**TASKS AND EXERCISES:**
1: Using the compressor passage below, decide whether each statement agrees with it. For each one, answer yes or no and quote the words from the passage that settle it. (a) The discharge port 1303 is provided in the first bearing 136. (b) The intake 1301 sits at the right portion of the vane 135. (c) The oil grooves 1345 are formed in the outer circumferential surface of the roller 134.
2: Carry on the compressor passage below, starting right after its last sentence.

**EXCERPTED PASSAGE:**
That is, the roller 134 which compresses the refrigerant by
revolving in the compression space may pass through a position
overlapping the intake 1301 in the axial direction while
moving.
[0135] Further, the first bearing 136 may be disposed on the
compression space formed in the first cylinder 131. In addition,
the first bearing 136 may be provided with the discharge port 1303.
The discharge port 1303 may be formed to pass through the first
bearing 136 in the axial direction, and the discharge port 1303 may
be disposed above the compression space.
[0136] At least a portion of the discharge port 1303 may overlap
the moving path of the roller 134 which revolves in the compression
space. That is, the roller 134 which compresses the refrigerant by
revolving in the compression space may pass through a position
overlapping the discharge port 1303 in the axial direction while
moving.
[0137] With respect to the vane 135, the intake 1301 may be
disposed at the left portion of the vane 135, that is, the suction
chamber, and the discharge port 1303 may be disposed at the right
portion of the vane 135, that is, the compression chamber. In this
case, the intake 1301 and the discharge port 1303 may be disposed
adjacent to the vane 135.
[0138] In the embodiment, with respect to a rotation center of the
shaft 125, an example in which the intake 1301 and the vane 135 are
disposed to form an angle within 50.degree. and the vane 135 and
the discharge port 1303 are disposed to form an angle within
50.degree. is described.
[0139] [Structure of Roller]
[0140] FIG. 9 is an enlarged view illustrating portion IX in FIG.
8, FIG. 10 is a cross-sectional view taken along line X-X in FIG.
9, and FIG. 11 is a lateral sectional view illustrating some
components of the compression part shown in FIG. 8.
[0141] Hereinafter, the structure of the roller will be described
in detail with reference to FIGS. 7 to 11. For convenience of the
description, here, the structure of the roller installed in the
first cylinder will be representatively described.
[0142] However, it is noted that the structure exemplified in the
embodiment may be applied to not only the first cylinder but also
the second cylinder.
[0143] Referring to FIGS. 7 to 9, the roller 134 may be provided
with oil grooves 1345. The oil grooves 1345 may be formed in the
inner circumferential surface of the roller 134 facing the
eccentric portion 126. The oil grooves 1345 may be concavely formed
in a centrifugal direction from the inner circumferential surface
of the roller 134.
[0144] Further, the oil grooves 1345 may be formed to be recessed
from the end portion of the roller 134 in the axial direction by a
predetermined depth. That is, the oil grooves 1345 may be formed in
an edge of the inner circumferential surface of the roller 134,
concavely formed in the centrifugal direction from the inner
circumferential surface of the roller 134, and concavely formed
toward a center of the roller 134 in the axial direction from the
end portion of the roller 134 in the axial direction.
[0145] The oil groove 1345 may be formed in each of one side end
portion of the roller 134 in the axial direction (hereinafter,
referred to as an "upper end portion of the roller") and the other
side end portion of the roller 134 in the axial direction
(hereinafter, referred to as a "lower end portion of the roller").

**INFORMATION SHOWN:**
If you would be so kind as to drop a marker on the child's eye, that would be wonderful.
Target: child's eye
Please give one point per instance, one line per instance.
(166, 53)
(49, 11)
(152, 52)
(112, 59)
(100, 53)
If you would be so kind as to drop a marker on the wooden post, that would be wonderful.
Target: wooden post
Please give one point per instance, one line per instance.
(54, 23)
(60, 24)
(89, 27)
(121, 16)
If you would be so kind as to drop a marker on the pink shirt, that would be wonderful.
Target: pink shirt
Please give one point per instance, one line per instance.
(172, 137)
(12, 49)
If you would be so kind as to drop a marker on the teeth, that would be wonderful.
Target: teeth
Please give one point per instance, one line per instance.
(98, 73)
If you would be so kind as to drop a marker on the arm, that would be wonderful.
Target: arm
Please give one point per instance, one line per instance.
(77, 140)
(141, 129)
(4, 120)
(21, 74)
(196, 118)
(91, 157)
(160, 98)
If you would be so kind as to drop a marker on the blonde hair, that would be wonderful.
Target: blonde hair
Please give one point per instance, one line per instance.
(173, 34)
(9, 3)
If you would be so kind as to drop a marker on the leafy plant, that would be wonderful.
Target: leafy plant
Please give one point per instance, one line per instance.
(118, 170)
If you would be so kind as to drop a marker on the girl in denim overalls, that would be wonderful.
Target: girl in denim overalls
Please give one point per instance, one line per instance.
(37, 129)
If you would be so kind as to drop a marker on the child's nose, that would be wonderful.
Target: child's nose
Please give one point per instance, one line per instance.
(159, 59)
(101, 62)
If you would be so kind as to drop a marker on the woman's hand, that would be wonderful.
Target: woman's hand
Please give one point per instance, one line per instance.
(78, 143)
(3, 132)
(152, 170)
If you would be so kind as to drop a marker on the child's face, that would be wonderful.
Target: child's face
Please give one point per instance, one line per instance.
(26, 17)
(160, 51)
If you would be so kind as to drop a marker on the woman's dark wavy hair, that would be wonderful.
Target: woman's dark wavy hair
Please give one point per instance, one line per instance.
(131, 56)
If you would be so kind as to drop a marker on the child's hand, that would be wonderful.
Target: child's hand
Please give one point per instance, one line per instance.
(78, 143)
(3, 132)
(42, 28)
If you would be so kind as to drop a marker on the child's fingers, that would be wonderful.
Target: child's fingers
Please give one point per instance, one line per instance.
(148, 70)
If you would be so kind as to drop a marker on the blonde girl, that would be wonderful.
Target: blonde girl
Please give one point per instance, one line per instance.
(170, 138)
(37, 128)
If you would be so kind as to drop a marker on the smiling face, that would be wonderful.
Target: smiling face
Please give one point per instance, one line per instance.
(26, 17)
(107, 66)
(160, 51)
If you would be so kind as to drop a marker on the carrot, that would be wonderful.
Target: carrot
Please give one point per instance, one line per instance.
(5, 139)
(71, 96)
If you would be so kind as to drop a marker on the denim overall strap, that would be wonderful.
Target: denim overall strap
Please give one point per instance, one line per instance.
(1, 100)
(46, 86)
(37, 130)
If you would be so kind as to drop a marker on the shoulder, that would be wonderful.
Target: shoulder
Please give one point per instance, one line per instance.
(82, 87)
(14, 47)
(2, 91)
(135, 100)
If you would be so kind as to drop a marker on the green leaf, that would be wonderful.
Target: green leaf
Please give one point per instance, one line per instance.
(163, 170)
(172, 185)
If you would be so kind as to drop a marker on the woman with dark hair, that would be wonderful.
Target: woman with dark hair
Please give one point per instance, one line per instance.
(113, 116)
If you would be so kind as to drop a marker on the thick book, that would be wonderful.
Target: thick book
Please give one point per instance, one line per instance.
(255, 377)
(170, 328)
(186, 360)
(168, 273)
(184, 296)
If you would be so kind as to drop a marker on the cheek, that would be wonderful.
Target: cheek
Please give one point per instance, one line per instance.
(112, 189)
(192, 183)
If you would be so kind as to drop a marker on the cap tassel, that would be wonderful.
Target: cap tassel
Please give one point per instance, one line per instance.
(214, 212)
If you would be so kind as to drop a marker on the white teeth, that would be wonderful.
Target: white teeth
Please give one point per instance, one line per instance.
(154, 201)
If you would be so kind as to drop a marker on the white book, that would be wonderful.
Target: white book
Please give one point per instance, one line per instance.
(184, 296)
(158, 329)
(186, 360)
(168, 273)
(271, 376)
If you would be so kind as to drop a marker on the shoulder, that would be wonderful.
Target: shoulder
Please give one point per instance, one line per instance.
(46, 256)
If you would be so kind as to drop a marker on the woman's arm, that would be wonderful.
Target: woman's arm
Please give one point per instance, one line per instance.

**SOLVED PROBLEMS:**
1:
(a) Yes: "the first bearing 136 may be provided with the discharge port 1303."
(b) No: "the intake 1301 may be disposed at the left portion of the vane 135, that is, the suction chamber"
(c) No: "The oil grooves 1345 may be formed in the inner circumferential surface of the roller 134 facing the eccentric portion 126."

2:
That is, the roller 134 may be provided with a pair of oil grooves
1345.
[0146] Referring to FIGS. 8 to 10, the pair of oil grooves 1345 may
be symmetrically formed with respect to the center of the roller
134 in the axial direction. According to the roller 134 having the
pair of oil grooves 1345, a shape of one side surface of the roller
134 in the axial direction and a shape of the other side surface of
the roller 134 in the axial direction may be symmetrically formed
with respect to the center of the roller 134 in the axial
direction. That is, the shape of the one side surface of the roller
134 in the axial direction and the shape of the other side surface
of the roller 134 in the axial direction are the same.
[0147] The roller 134 does not require direction classification
according to a vertical direction. Accordingly, when the roller 134
is installed between the eccentric portion 126 and the first
cylinder 131, an installing direction of the roller 134 does not
have to be considered. Accordingly, even when the roller 134 is
provided with the oil grooves 1345, the roller 134 may be easily
assembled, and an occurrence of an assembly error through a process
of assembling the roller 134 may significantly decrease.
[0148] Further, the oil groove 1345 may be formed to a depth in
which the eccentric portion 126 does not protrude to an outer side
of an axial direction of the oil groove 1345. Accordingly, the oil
groove 1345 disposed at an upper portion may be formed so that an
upper end portion of the eccentric portion 126 coupled to the
roller 134 may be formed not to protrude to an upper portion of the
oil groove 1345, and the oil groove 1345 disposed at a lower
portion may be formed so that a lower end portion of the eccentric
portion 126 coupled to the roller 134 may be formed not to protrude
to a lower portion of the oil groove 1345.
[0149] That is, no portion of the outer circumferential surface of
the eccentric portion 126 protrudes to an outer side of the inner
circumferential surface of the roller 134. Accordingly, between the
eccentric portion 126 and the roller 134, a state in which the
outer circumferential surface of the eccentric portion 126 is
entirely engaged with the inner circumferential surface of the
roller 134 may be maintained.
[0150] Accordingly, a force applied to the outer circumferential
surface of the eccentric portion 126 during a revolving process of
the roller 134 may act not on a portion of the outer
circumferential surface of the eccentric portion 126 but on the
entire outer circumferential surface of the eccentric portion 126.
Accordingly, since an area of the outer circumferential surface of
the eccentric portion 126 which receives the force applied to the
eccentric portion 126 may increase, a surface pressure per unit
area received by the eccentric portion 126 may effectively
decrease.
[0151] Referring to FIGS. 10 and 11, an oil accommodation space
1305 may be formed in each of the oil grooves 1345 formed like the
above. The oil accommodation space 1305 is a space surrounded by
the first member and the oil groove 1345 or a space surrounded by
the second member and the oil groove 1345.
[0152] For example, the oil accommodation space 1305 surrounded by
the first bearing 136 and the oil groove 1345 may be formed in one
side of the roller 134 facing the first member. Further, the oil
accommodation space 1305 surrounded by the middle plate 138 and the
oil groove 1345 may be formed in the other side of the roller 134
facing the second member.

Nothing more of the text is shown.